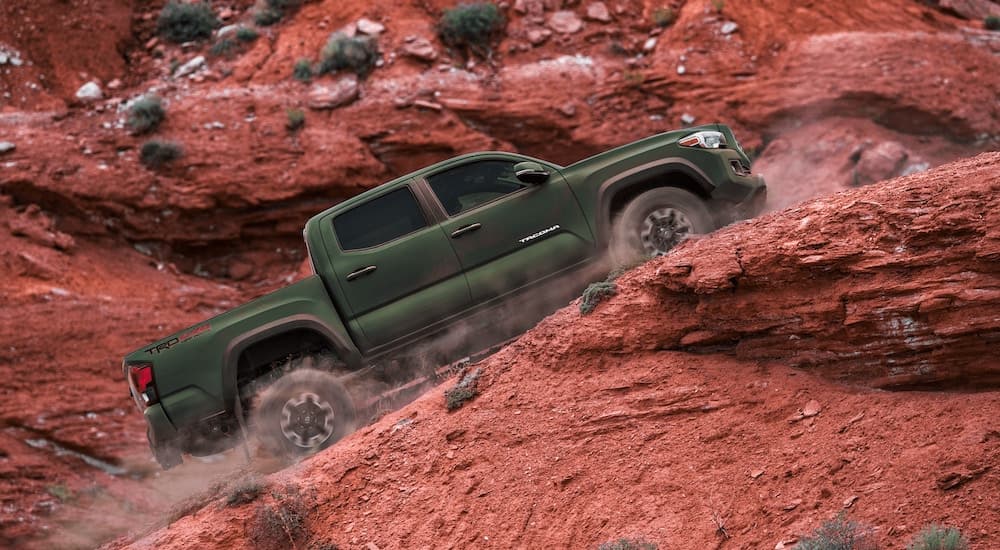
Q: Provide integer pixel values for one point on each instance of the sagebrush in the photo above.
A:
(839, 533)
(145, 114)
(354, 53)
(628, 544)
(180, 22)
(472, 28)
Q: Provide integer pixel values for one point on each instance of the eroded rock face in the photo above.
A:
(896, 285)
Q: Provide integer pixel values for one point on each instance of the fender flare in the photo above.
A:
(230, 362)
(637, 175)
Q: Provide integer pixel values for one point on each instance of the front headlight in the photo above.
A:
(705, 140)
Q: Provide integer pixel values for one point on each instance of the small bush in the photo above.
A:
(296, 119)
(247, 34)
(244, 492)
(595, 294)
(181, 22)
(839, 533)
(628, 544)
(303, 70)
(145, 114)
(155, 153)
(935, 537)
(281, 525)
(463, 391)
(471, 28)
(267, 16)
(358, 54)
(664, 17)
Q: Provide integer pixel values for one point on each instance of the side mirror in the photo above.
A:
(530, 172)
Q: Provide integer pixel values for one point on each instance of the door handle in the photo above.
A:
(465, 229)
(361, 272)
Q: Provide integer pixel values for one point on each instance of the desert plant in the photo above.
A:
(296, 119)
(839, 533)
(247, 34)
(936, 537)
(595, 294)
(266, 16)
(180, 22)
(303, 70)
(355, 53)
(628, 544)
(471, 28)
(463, 391)
(281, 524)
(156, 153)
(145, 114)
(244, 491)
(664, 17)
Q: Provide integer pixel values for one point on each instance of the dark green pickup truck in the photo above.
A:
(421, 271)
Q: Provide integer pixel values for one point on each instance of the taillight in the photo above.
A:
(140, 380)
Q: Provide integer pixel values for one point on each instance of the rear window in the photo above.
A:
(379, 221)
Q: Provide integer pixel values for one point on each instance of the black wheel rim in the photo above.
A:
(307, 420)
(663, 229)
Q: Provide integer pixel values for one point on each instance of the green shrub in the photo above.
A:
(155, 153)
(224, 47)
(247, 34)
(145, 114)
(296, 119)
(471, 28)
(303, 70)
(358, 54)
(839, 533)
(935, 537)
(628, 544)
(463, 391)
(267, 16)
(181, 22)
(664, 17)
(595, 294)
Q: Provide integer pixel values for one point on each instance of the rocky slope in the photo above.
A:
(829, 96)
(731, 395)
(98, 253)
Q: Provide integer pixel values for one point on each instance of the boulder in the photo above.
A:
(343, 91)
(565, 22)
(90, 91)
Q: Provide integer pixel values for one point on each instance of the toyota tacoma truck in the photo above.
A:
(423, 270)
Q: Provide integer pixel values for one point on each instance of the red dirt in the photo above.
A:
(97, 255)
(591, 428)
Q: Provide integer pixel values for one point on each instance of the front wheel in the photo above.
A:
(302, 413)
(655, 222)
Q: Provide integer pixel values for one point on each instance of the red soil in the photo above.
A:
(830, 95)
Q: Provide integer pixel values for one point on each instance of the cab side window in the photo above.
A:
(379, 221)
(466, 187)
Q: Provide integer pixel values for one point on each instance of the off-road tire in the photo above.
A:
(303, 412)
(655, 222)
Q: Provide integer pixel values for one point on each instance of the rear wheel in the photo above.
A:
(655, 222)
(305, 411)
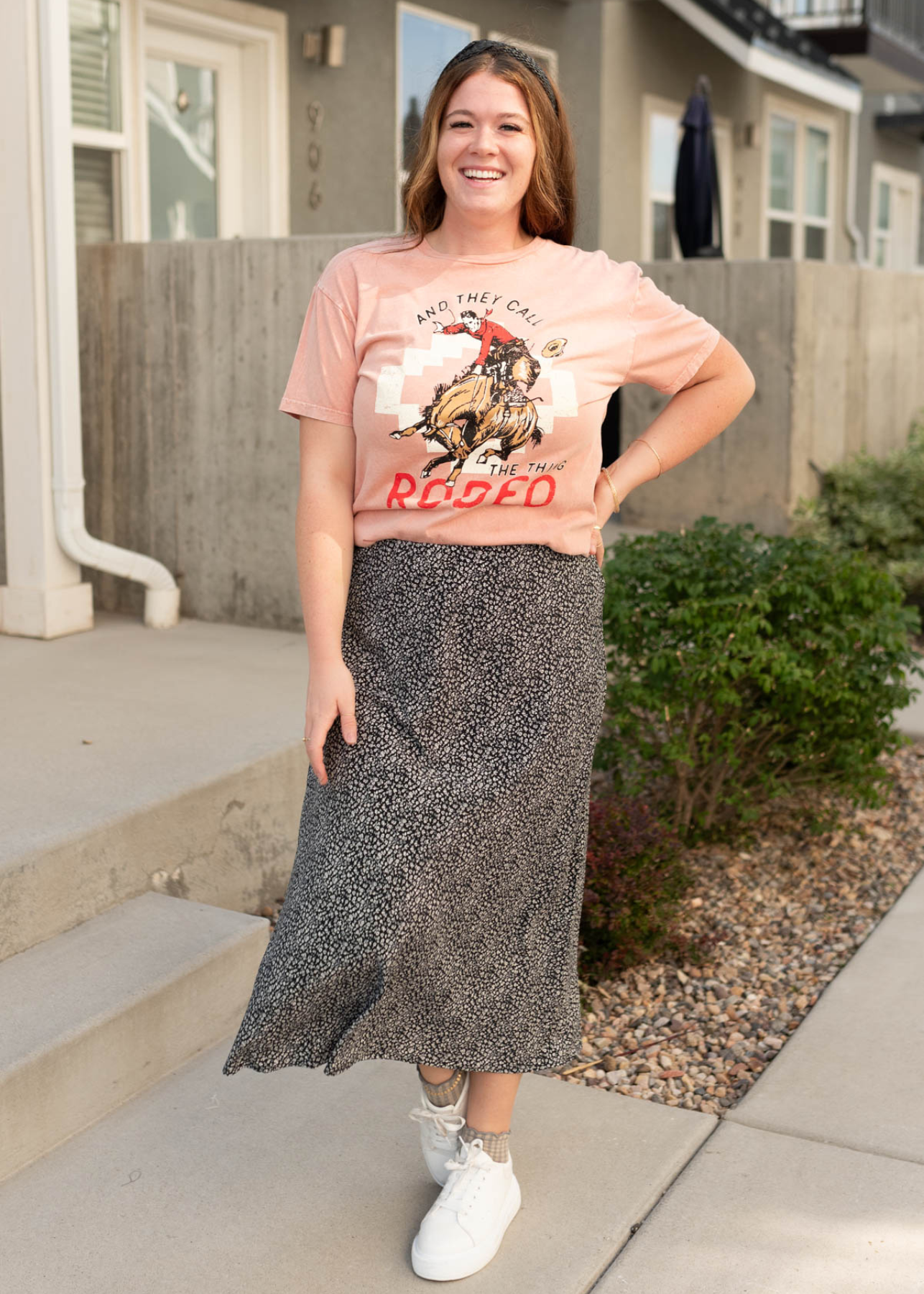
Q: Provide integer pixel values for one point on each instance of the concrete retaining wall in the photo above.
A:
(187, 347)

----

◆ **Exercise objective**: Verbatim repetition of the entries is required, excluding any pictures.

◆ **Solution below**:
Q: Provide integer pixel values for one point on each instance of the sagebrush in the photo above.
A:
(839, 533)
(145, 114)
(354, 53)
(628, 544)
(180, 22)
(472, 28)
Q: Provide integer pixel values for one point on each instance of the eroded rock face in the photo above.
A:
(896, 285)
Q: Provide integer pixel values for one point on each instance of the fender flare in the photo above.
A:
(230, 362)
(637, 175)
Q: Provide integer pixel values for one point on each instance of the front headlight in the photo above.
A:
(705, 140)
Q: Provide integer pixel values for one point on each instance of the small bush in the photo above.
A:
(296, 119)
(247, 34)
(244, 492)
(595, 294)
(181, 22)
(839, 533)
(628, 544)
(303, 70)
(145, 114)
(155, 153)
(935, 537)
(281, 525)
(463, 391)
(471, 28)
(267, 16)
(358, 54)
(664, 17)
Q: Provide integer pixel values for one point on each instance of the side mirror in the photo above.
A:
(530, 172)
Q: Provide integer pixel values for one point on each instance of the door handle in the photo above.
A:
(465, 229)
(361, 272)
Q: Provide integer pixel values for one point on each instance of the desert plant in the photo above.
A:
(296, 119)
(839, 533)
(247, 34)
(936, 537)
(595, 294)
(266, 16)
(180, 22)
(303, 70)
(355, 53)
(628, 544)
(471, 28)
(463, 391)
(281, 524)
(156, 153)
(145, 114)
(244, 491)
(664, 17)
Q: Provide integer pixel values for one point on each instance of the dark green pickup truck in the photo above.
A:
(421, 271)
Q: Provide integer pixel values for one point on each instance of the taillight in the photo above.
A:
(140, 380)
Q: Provide integer pixel values for one point on each instance of the rear window in the photo above.
A:
(379, 221)
Q: Provide integer pixel values for one point on each instance of the black wheel rim in the photo above.
A:
(307, 420)
(663, 229)
Q: Provide integer pixel values for one point on each instance of the green shrub in the photo above.
A:
(155, 153)
(224, 47)
(247, 34)
(145, 114)
(296, 119)
(471, 28)
(303, 70)
(358, 54)
(839, 533)
(935, 537)
(628, 544)
(463, 391)
(267, 16)
(181, 22)
(664, 17)
(595, 294)
Q: Provide integer pixel values for one point on each instance of the rocky slope in the photo above.
A:
(829, 96)
(731, 395)
(98, 253)
Q: Provide integer pixel values for one point on each instance of the boulder in the photo above.
A:
(343, 91)
(565, 22)
(90, 91)
Q: Provide integer pixel values for one point on each instance of the toyota tacoma truck in the photo above.
A:
(423, 270)
Q: Provide integer pixel values for one point on each instance of the red dirt in the photo above.
A:
(97, 255)
(591, 428)
Q: Provide integer pixel values for one point on each instance of the front wheel in the photo above.
A:
(302, 413)
(655, 222)
Q: Provide integer pixel values for one point on each instance of the red soil in the photo above.
A:
(830, 95)
Q: Provide integer pixel values for one point on each instance of the cab side window in the photo above.
A:
(379, 221)
(466, 187)
Q: Provide integer pixel values for one point on each instance of the off-road tire in the photo above.
A:
(303, 412)
(655, 222)
Q: Provide integer pixel values for one point on each instance of the rear wheel in the photo above.
A:
(655, 222)
(305, 411)
Q: Provide integer pixel values for one point on each instance of the concrete retaining wall in the photo above.
A:
(187, 347)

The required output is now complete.